Written problem: Please copy out all of the items below in full, requests included, adding 56 to every coordinate in the answer outlines and leaving every other number as it is. Omit the pictures from your copy.
________________________
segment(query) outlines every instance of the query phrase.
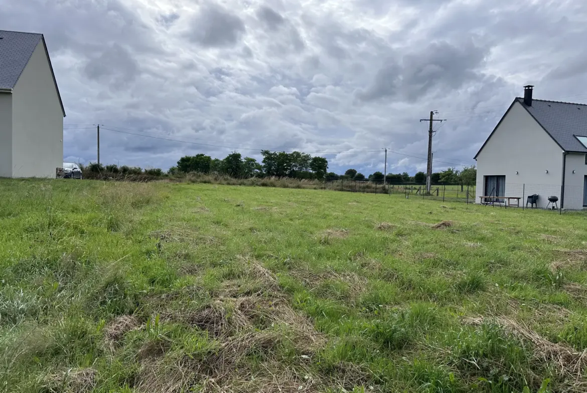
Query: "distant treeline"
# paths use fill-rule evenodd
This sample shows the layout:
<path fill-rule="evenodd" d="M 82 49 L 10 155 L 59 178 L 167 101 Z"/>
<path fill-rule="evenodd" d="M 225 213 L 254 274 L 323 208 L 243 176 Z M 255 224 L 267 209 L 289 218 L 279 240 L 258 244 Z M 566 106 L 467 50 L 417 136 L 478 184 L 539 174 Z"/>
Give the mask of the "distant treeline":
<path fill-rule="evenodd" d="M 85 173 L 108 173 L 116 175 L 147 175 L 163 176 L 165 175 L 177 177 L 182 174 L 193 172 L 208 175 L 218 174 L 234 179 L 249 179 L 252 177 L 289 177 L 297 179 L 316 179 L 333 181 L 340 179 L 358 181 L 370 181 L 383 183 L 384 178 L 390 183 L 426 183 L 426 175 L 419 172 L 414 176 L 407 172 L 403 173 L 388 173 L 387 176 L 380 172 L 376 172 L 368 176 L 358 173 L 353 169 L 348 169 L 344 175 L 328 172 L 328 160 L 323 157 L 312 157 L 307 153 L 300 152 L 261 152 L 263 159 L 258 162 L 254 158 L 245 157 L 240 153 L 233 152 L 223 159 L 212 159 L 210 156 L 200 153 L 195 156 L 184 156 L 177 161 L 177 165 L 172 166 L 166 173 L 160 168 L 143 169 L 139 167 L 118 166 L 116 165 L 103 165 L 90 163 L 87 166 L 80 165 Z M 446 184 L 472 185 L 475 184 L 477 169 L 474 166 L 465 167 L 462 170 L 448 168 L 441 172 L 432 174 L 432 182 Z M 86 177 L 92 177 L 86 176 Z"/>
________________________
Task response:
segment(query) outlines every instance of the query phrase.
Query: "distant treeline"
# paths use fill-rule evenodd
This sample shows the layout:
<path fill-rule="evenodd" d="M 82 49 L 10 155 L 59 178 L 167 101 Z"/>
<path fill-rule="evenodd" d="M 225 213 L 254 274 L 323 208 L 243 176 Z M 255 224 L 267 209 L 289 218 L 279 240 L 258 244 Z M 566 106 L 467 50 L 417 136 L 478 184 L 539 174 Z"/>
Give the mask of the "distant treeline":
<path fill-rule="evenodd" d="M 141 229 L 164 229 L 172 231 L 203 231 L 219 232 L 221 231 L 233 233 L 238 230 L 249 228 L 264 231 L 274 230 L 290 235 L 305 235 L 308 233 L 345 233 L 353 235 L 372 235 L 389 237 L 396 235 L 414 237 L 426 237 L 439 239 L 440 234 L 446 239 L 482 239 L 482 231 L 475 228 L 470 232 L 463 228 L 459 229 L 444 229 L 443 232 L 436 228 L 432 228 L 424 232 L 414 229 L 409 225 L 404 225 L 400 231 L 384 228 L 384 216 L 379 213 L 368 213 L 363 209 L 356 208 L 317 208 L 319 215 L 314 218 L 310 214 L 301 213 L 296 209 L 289 208 L 279 215 L 268 215 L 266 212 L 256 209 L 251 212 L 240 212 L 233 217 L 233 221 L 228 222 L 222 229 L 216 224 L 199 225 L 195 223 L 174 222 L 172 221 L 159 221 L 146 219 L 143 222 L 136 221 Z M 502 240 L 528 241 L 531 240 L 533 225 L 530 222 L 521 223 L 518 226 L 504 224 L 497 228 L 488 230 L 488 238 Z M 142 233 L 148 233 L 142 232 Z"/>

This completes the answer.